(Object outline annotations)
-*-
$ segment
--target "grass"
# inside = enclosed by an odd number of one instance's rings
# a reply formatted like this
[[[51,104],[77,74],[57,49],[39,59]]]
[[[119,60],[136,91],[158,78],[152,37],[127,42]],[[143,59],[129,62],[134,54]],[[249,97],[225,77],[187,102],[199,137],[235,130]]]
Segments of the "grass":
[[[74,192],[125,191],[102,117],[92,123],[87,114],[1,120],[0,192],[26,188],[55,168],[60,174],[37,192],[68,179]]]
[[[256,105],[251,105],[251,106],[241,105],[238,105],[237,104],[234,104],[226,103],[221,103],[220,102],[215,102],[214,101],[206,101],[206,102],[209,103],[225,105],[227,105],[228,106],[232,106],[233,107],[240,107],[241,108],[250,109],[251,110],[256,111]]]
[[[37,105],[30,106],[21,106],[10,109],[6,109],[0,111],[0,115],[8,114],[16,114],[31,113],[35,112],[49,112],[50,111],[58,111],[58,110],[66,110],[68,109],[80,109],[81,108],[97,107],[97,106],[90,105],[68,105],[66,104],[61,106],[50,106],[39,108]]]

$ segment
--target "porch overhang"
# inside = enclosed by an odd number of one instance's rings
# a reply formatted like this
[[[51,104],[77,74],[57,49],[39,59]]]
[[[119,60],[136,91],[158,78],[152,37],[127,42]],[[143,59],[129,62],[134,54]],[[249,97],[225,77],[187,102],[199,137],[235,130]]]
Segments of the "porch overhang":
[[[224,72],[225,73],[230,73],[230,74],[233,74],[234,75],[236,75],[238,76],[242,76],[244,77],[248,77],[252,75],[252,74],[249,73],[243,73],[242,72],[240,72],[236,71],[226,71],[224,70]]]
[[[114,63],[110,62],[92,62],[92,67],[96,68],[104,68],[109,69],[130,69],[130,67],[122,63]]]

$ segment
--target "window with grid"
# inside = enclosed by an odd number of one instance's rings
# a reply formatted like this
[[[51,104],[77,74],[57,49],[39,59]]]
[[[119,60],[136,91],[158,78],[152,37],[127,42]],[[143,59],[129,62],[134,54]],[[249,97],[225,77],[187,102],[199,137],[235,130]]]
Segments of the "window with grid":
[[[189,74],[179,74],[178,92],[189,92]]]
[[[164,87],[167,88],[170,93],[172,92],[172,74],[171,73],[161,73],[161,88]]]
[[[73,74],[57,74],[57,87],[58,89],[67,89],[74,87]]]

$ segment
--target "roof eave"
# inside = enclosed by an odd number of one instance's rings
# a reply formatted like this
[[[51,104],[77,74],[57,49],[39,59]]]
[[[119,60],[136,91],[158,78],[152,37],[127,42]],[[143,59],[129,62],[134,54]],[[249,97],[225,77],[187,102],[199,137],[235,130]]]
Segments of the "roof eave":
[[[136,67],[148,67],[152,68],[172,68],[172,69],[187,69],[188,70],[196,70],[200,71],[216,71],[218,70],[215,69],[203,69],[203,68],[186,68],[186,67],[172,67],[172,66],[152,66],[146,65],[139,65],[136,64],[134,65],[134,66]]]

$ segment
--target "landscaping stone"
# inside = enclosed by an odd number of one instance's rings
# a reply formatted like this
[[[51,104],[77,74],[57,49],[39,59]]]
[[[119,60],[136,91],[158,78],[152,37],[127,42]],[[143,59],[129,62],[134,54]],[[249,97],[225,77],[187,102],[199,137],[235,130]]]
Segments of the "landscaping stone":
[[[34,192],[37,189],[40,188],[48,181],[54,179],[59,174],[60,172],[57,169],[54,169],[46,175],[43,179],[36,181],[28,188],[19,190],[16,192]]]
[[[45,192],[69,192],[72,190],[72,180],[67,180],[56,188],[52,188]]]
-*-
* EXERCISE TASK
Locate each line in the rows above that contains the word "roof", and copy those lines.

* RESULT OF THE TASK
--target "roof eave"
Segments of the "roof eave":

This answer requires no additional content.